__抜粋__:
☆ ☆ ☆ ☆ ☆ ☆ ☆
電子帳簿保存法とは、国税関係帳簿書類(帳簿・決算関係書類・取引先とやりとりした請求書・領収書などの書類)を、電子データで保存するためのルールを定めた法律です。
国税に関わる重要な書類をデータ保存することにより、必要な書類をすぐに探し出せるなどのメリットが期待されています。電子データ(電磁的記録)による保存方法としては、「電子帳簿等保存」「スキャナ保存」「電子取引」の3つに区分されます。



電子帳簿保存法は2021年度に改正が行われ、実は2022年1月1日より施行されています。改正の大きなポイントは、「電子取引のデータ保存」が義務化されたことです。電子的に受け取った取引データはデータのままで保存しなければなりません。この点についてはテレビCM等で既にご存じではないでしょうか。
しかし、「令和4年度税制改正大綱」において、電子取引のデータ保存に関して2年間の宥恕措置期間が設けられることになりました。つまり、2023年12月31日までは、電子的に取引した請求書や領収書をプリントアウトし、税務調査等の必要な際に提示できるようにしていれば問題ありませんでした。この宥恕期間はあくまでも準備期間であることから、現時点でデータ保存に移行できていない事業者も2024年1月までに対応が必要になったことで、電子帳簿保存法が同月をもって義務化されたかのような話になっているのです。

【対応すべきは電子取引のデータ保存】

ここまでお読みいただければ、既にお分かりかと思いますが、改正電子帳簿保存法に対応するためには、上述にある3種類の電子データによる保存方法のうち、まずは「電子取引のデータ保存」に対応することが最優先になります。換言すれば、取引先とデータでやりとりした書類をプリントアウトではなく、そのままのデータによる保存に移行出来ればまずはクリアということになるでしょう。「電子帳簿等保存」と「スキャナ保存」は任意での対応になるため、今回は、電子取引のデータ保存へ移行するための必要な対応を考えてみたいと思います。
☆ ☆ ☆ ☆ ☆ ☆ ☆
__提供データ__:
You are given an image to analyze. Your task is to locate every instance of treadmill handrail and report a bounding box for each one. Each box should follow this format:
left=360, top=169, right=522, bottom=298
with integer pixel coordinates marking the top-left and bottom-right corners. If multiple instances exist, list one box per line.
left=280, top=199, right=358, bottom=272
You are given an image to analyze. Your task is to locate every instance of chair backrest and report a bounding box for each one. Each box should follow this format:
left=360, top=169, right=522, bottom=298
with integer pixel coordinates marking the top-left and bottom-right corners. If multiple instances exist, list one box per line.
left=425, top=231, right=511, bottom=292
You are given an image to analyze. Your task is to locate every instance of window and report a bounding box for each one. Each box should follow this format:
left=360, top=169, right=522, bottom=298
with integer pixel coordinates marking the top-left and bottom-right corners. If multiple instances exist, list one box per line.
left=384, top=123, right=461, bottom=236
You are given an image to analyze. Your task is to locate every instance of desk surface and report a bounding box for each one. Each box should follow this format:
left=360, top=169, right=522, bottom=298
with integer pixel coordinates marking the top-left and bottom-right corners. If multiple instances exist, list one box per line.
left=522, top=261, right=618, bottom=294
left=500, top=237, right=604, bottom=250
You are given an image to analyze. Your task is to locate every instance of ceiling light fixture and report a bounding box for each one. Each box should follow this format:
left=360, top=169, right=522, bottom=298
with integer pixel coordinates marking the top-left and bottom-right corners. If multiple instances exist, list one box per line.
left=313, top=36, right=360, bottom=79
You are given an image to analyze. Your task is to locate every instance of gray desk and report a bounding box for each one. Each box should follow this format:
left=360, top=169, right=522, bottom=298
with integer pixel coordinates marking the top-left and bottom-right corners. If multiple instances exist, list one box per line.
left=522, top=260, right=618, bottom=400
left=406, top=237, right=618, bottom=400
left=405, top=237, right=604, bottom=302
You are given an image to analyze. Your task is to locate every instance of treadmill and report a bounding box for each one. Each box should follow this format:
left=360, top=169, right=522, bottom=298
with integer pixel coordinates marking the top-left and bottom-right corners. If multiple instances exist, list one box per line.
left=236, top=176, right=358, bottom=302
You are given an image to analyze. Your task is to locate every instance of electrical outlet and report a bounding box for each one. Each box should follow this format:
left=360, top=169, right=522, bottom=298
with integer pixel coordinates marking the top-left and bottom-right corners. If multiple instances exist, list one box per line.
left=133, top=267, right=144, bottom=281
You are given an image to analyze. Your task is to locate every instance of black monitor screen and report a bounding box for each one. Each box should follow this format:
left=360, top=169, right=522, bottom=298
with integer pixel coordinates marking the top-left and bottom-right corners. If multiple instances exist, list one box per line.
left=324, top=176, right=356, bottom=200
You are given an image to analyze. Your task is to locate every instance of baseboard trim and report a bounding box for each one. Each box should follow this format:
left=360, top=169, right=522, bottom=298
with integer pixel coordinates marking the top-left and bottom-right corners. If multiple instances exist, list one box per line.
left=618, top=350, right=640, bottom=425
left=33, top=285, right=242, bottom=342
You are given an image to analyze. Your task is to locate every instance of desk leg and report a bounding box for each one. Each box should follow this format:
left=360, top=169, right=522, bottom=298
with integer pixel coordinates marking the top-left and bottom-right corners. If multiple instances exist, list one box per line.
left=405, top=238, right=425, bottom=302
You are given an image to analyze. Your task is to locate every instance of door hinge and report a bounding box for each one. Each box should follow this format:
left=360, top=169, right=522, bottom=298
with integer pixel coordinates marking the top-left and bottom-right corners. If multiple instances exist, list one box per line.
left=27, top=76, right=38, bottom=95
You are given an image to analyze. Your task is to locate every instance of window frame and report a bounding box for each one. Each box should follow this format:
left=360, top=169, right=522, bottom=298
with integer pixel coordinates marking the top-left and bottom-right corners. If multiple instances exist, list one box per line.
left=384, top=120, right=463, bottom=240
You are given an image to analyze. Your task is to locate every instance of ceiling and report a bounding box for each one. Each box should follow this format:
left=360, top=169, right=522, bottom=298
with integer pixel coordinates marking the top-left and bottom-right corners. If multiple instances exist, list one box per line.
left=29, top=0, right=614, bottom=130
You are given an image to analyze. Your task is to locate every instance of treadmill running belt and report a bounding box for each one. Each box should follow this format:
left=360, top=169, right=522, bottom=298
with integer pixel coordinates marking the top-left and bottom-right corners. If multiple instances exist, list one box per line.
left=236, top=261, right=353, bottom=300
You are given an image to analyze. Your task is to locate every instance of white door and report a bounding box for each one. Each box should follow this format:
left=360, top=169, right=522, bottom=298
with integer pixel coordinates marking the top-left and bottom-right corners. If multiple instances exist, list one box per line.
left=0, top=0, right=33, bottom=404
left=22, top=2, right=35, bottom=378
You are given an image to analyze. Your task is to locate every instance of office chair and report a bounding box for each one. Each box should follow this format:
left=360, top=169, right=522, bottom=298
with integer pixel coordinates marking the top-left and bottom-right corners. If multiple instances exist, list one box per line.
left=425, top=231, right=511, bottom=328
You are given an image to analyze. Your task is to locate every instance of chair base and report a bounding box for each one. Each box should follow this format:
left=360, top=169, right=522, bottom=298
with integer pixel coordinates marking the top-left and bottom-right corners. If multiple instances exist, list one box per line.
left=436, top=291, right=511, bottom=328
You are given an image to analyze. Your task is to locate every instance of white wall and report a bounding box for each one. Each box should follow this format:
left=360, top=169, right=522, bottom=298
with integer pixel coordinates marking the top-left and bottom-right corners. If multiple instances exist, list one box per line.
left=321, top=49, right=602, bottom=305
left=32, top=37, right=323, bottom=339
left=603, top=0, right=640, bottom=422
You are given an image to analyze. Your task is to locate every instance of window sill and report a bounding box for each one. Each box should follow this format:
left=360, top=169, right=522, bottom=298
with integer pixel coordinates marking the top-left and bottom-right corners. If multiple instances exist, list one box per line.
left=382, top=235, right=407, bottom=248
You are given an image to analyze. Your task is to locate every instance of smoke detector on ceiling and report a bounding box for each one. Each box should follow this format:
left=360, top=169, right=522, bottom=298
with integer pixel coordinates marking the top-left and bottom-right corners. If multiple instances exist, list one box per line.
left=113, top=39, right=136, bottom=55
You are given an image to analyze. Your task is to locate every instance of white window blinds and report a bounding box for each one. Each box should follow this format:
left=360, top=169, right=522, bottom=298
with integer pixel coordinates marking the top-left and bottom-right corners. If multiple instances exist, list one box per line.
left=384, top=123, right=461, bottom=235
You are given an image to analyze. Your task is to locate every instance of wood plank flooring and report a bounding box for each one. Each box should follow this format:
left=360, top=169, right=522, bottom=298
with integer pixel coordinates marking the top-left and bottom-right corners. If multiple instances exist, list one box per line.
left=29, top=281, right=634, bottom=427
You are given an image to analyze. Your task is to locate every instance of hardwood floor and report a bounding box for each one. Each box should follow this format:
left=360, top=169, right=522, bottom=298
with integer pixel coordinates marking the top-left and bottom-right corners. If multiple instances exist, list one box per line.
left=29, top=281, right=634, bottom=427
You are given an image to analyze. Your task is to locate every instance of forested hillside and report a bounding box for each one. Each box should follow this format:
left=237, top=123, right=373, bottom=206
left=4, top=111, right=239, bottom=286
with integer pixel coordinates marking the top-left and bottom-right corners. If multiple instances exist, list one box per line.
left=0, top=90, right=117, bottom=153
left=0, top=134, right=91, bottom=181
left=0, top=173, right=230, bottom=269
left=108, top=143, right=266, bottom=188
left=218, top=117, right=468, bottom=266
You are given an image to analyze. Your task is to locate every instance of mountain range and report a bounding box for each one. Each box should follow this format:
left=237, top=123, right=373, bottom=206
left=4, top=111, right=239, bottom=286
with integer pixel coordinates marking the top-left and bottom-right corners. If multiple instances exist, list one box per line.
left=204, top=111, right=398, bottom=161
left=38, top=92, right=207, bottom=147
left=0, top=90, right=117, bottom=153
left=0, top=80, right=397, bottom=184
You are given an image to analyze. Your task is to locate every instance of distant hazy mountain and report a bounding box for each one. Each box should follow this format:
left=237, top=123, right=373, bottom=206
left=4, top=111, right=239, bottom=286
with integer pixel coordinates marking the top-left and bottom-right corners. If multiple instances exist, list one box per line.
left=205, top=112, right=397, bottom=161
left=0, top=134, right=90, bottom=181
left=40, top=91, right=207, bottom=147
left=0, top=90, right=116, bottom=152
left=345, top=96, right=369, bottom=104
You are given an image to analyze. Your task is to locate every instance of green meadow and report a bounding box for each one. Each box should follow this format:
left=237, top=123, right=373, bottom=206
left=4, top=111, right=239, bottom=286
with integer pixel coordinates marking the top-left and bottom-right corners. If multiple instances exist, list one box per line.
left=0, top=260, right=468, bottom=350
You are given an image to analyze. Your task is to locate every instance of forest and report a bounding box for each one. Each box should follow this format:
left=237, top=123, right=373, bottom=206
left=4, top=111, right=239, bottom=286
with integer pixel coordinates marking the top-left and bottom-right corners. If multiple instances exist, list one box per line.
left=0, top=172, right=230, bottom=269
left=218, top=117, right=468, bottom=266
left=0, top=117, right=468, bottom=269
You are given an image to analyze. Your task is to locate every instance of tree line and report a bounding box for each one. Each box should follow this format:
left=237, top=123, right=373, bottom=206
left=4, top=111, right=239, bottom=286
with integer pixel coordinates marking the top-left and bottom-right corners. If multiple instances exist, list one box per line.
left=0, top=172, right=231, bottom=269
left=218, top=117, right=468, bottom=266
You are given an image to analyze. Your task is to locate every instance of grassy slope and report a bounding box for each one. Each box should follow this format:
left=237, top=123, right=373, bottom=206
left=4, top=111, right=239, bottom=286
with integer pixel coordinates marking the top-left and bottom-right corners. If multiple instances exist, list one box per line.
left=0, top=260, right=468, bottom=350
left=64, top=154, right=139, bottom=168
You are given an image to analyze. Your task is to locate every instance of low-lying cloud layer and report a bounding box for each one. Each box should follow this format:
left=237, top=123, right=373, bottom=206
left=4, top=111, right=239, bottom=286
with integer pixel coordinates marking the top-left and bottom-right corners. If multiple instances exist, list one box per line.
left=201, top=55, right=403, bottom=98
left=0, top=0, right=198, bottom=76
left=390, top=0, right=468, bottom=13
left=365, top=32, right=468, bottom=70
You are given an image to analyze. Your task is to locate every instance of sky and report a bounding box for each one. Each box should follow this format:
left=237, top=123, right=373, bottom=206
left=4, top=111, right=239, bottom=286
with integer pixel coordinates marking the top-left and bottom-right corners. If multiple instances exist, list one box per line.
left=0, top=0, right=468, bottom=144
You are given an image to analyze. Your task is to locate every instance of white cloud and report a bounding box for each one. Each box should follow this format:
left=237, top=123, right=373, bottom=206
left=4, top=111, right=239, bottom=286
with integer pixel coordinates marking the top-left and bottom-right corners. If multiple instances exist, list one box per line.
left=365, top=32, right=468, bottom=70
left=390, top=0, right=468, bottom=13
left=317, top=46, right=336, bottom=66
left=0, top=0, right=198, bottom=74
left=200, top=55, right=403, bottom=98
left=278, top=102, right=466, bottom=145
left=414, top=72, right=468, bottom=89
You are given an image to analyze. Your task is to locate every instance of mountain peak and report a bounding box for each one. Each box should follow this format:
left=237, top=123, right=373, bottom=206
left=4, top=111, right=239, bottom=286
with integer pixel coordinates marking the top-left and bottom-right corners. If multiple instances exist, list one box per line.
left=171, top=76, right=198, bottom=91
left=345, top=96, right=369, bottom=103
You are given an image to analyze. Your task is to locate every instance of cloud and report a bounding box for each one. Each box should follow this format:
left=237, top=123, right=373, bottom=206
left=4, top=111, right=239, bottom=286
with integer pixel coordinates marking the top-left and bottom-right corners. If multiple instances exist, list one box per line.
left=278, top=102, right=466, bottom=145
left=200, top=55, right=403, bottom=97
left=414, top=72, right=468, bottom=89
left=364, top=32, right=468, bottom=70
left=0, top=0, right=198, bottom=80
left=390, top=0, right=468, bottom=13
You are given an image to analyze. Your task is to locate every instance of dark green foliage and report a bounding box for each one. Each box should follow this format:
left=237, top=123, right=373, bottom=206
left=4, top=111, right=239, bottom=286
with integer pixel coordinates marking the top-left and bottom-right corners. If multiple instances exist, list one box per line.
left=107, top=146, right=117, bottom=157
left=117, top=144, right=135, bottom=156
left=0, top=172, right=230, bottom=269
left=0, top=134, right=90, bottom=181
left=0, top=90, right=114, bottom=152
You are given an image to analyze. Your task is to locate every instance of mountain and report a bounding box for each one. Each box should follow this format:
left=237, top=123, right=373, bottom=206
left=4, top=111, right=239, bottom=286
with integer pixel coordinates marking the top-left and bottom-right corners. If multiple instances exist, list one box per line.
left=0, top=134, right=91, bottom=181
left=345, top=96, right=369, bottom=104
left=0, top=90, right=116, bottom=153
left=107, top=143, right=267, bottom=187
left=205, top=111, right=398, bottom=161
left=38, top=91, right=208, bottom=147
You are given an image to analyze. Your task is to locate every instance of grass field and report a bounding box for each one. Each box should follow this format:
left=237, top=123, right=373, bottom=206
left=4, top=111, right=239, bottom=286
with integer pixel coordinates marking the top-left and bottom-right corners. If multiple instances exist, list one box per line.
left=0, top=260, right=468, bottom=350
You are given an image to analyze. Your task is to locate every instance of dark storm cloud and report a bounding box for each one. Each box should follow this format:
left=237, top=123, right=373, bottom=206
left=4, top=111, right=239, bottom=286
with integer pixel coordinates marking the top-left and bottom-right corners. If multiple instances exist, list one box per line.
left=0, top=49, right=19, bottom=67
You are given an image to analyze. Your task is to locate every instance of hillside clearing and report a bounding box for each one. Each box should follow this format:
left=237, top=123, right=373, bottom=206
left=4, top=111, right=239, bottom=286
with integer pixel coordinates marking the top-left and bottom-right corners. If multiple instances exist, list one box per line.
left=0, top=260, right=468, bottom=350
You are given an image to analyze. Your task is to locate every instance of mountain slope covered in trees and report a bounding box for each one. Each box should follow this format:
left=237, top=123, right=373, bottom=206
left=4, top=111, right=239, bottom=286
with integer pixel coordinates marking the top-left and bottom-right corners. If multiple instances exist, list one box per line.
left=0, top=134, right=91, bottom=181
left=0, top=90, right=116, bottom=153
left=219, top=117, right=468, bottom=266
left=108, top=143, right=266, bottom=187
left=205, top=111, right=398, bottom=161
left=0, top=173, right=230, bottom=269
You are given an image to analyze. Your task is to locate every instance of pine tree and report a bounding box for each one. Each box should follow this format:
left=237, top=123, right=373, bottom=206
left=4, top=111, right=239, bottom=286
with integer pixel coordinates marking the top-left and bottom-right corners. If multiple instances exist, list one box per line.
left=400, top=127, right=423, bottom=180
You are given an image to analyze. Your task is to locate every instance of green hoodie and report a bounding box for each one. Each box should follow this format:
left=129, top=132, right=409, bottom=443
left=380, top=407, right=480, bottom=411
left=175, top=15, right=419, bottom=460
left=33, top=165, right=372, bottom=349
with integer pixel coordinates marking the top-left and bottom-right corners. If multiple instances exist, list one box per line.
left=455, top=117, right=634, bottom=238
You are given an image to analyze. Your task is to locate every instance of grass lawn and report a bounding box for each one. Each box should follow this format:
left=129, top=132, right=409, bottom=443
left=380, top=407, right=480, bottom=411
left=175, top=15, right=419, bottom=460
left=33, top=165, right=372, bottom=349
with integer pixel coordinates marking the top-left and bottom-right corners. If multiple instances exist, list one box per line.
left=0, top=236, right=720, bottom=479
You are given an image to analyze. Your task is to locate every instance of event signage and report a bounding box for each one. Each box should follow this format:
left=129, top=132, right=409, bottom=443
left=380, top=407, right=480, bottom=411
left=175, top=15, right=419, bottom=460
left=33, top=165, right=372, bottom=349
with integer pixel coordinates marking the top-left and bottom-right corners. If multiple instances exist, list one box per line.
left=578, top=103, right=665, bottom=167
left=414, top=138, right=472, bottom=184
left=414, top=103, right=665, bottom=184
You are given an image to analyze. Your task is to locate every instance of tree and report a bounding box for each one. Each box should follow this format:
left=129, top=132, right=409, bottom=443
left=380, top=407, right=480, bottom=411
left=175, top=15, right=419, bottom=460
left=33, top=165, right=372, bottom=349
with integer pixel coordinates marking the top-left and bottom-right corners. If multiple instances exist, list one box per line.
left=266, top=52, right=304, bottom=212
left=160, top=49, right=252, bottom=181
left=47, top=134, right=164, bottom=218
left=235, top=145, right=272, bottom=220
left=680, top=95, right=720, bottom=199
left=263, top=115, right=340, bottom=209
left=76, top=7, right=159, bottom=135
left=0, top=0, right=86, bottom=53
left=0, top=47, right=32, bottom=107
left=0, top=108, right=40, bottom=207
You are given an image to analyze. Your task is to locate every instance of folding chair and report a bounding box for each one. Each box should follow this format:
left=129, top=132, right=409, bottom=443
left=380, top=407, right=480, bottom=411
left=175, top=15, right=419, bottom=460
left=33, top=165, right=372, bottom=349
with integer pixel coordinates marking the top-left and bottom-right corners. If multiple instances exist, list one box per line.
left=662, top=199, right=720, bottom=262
☆ ☆ ☆ ☆ ☆ ☆ ☆
__作業内容__: 電子帳簿保存法についての抜粋によると、改正された電子帳簿保存法はいつから施行されているか答えなさい。

__本問の解答__: 2022年1月1日から施行されている。